EXERCISE OBJECTIVE - Copy the material below word for word, from the line that contains "[point] at the white shower" through the last line, including both of those lines.

Records contained in a dataset -
--- Start ---

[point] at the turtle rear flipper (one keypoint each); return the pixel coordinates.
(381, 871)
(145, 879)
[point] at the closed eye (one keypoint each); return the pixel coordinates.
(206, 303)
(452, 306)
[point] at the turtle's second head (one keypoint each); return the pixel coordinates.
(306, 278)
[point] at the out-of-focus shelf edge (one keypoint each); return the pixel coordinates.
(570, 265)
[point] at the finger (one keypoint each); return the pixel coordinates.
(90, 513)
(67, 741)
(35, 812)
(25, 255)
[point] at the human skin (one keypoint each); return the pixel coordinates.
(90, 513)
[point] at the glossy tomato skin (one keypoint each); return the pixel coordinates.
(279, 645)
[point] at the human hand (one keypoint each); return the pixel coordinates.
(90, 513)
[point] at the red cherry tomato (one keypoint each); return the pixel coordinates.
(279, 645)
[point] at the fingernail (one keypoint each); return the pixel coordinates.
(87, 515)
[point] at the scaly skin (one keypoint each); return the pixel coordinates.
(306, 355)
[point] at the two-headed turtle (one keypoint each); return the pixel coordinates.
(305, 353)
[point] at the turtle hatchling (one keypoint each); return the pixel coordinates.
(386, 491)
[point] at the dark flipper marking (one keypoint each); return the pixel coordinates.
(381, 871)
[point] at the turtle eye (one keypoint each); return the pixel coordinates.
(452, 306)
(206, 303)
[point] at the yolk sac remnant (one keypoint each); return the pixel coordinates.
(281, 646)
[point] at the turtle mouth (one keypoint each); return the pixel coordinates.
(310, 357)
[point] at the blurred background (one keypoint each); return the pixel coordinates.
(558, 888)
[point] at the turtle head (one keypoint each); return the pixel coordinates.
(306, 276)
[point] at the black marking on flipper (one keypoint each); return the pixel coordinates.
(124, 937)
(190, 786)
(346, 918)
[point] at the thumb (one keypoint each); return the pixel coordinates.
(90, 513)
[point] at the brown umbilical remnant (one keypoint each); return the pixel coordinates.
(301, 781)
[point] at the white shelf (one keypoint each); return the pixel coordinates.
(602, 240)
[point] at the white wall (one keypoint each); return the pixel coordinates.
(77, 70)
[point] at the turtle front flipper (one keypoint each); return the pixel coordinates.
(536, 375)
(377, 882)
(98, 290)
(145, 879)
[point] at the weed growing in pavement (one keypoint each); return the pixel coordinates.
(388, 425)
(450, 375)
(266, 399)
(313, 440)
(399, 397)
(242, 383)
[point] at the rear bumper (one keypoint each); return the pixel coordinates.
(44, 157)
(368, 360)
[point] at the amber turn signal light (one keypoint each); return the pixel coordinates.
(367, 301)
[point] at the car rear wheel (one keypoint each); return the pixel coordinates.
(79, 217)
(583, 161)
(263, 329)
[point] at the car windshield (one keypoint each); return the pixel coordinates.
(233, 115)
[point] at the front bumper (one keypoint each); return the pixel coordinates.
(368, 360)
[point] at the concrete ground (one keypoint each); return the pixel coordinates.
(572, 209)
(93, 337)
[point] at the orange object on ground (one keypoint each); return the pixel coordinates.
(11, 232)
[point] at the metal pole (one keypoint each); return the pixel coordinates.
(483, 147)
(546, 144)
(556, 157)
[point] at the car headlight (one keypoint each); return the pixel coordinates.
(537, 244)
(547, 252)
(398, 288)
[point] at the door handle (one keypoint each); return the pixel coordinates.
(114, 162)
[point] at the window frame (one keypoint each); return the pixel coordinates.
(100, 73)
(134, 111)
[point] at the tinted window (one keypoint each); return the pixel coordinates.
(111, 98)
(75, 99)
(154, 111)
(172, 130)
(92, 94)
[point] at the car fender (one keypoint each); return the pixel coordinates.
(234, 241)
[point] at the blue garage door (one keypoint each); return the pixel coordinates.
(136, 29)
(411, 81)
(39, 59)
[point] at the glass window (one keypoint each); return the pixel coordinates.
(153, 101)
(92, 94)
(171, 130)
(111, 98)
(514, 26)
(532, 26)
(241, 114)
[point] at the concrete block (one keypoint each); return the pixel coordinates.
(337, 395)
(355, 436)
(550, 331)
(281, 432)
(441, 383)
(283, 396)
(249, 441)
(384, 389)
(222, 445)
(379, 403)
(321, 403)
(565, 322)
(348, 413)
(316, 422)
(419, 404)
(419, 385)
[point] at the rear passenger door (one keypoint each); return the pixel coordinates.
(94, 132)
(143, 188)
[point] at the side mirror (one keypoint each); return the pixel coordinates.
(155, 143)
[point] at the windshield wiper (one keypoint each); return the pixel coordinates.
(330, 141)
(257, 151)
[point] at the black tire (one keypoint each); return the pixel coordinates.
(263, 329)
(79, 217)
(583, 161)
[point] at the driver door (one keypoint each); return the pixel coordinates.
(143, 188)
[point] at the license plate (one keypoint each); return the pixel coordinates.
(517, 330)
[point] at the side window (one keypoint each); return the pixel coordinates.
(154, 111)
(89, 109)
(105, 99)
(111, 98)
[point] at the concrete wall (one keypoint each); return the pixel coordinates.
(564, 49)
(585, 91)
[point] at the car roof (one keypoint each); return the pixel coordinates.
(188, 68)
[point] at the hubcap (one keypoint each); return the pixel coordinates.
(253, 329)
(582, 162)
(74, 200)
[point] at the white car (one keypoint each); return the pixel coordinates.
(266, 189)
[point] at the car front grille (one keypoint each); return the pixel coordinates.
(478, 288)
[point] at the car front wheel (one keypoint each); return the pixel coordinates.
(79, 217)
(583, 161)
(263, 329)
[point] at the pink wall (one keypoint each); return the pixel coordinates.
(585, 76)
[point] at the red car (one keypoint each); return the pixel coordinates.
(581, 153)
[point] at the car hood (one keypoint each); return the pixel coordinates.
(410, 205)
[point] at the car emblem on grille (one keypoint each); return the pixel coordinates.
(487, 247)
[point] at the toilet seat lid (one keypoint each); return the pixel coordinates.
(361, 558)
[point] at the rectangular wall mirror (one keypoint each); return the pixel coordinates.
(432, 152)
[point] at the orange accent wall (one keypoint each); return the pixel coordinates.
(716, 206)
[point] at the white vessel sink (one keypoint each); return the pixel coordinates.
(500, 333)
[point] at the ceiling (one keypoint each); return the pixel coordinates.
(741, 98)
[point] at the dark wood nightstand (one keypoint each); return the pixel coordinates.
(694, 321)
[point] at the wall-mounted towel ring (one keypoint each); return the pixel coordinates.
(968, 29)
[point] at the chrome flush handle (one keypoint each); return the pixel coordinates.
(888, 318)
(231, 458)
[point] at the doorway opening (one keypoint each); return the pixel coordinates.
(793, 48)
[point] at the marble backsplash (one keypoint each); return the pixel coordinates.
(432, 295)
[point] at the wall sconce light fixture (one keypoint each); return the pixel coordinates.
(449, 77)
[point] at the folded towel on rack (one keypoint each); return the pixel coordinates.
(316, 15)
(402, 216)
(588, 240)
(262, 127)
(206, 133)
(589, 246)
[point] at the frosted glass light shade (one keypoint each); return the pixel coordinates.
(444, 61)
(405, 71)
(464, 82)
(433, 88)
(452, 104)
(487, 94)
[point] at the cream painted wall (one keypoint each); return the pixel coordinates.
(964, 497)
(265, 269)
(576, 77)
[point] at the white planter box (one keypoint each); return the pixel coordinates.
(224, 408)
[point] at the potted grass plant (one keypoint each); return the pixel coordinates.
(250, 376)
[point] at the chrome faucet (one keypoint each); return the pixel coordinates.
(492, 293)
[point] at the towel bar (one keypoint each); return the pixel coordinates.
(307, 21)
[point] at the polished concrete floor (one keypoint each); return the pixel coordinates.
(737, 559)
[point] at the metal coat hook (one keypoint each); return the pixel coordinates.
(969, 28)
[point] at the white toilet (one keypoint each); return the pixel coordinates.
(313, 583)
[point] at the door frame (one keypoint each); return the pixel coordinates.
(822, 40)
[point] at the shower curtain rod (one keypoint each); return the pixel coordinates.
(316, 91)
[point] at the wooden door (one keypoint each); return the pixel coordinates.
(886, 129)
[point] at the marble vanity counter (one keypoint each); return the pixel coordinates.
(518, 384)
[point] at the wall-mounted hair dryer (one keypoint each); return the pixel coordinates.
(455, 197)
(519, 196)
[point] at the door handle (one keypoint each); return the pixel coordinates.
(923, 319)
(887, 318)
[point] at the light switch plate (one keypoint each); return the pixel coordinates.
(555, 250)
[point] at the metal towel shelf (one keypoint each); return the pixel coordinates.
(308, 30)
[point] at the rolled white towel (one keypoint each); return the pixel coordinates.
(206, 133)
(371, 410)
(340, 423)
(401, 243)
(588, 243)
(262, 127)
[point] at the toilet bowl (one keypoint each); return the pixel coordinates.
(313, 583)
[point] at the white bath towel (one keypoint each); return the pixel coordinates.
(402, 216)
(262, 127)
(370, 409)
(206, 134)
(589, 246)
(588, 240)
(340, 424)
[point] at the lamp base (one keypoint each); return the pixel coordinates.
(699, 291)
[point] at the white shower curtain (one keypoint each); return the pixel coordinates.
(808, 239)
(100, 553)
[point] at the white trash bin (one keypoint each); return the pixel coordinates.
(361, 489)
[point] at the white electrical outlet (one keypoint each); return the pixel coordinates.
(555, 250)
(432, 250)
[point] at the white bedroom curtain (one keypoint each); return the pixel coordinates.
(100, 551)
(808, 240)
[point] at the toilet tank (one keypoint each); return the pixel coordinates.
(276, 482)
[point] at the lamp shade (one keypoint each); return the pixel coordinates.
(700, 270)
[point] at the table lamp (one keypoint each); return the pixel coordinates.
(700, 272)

--- End ---

RESULT OF THE EXERCISE -
[point] at the white shower curtain (one keypoint each); return the pixel coordinates.
(808, 239)
(100, 553)
[point] at the white trash bin (one keypoint each); return the pixel coordinates.
(361, 489)
[point] at the white electrical outlet (one keypoint each); return the pixel coordinates.
(555, 250)
(432, 250)
[point] at the white bedroom curtain (one keypoint each); return the pixel coordinates.
(100, 551)
(808, 240)
[point] at the toilet tank (one keypoint each); return the pixel coordinates.
(276, 482)
[point] at the lamp shade (one keypoint each); return the pixel coordinates.
(700, 270)
[point] at the table lamp (one keypoint each); return the pixel coordinates.
(700, 272)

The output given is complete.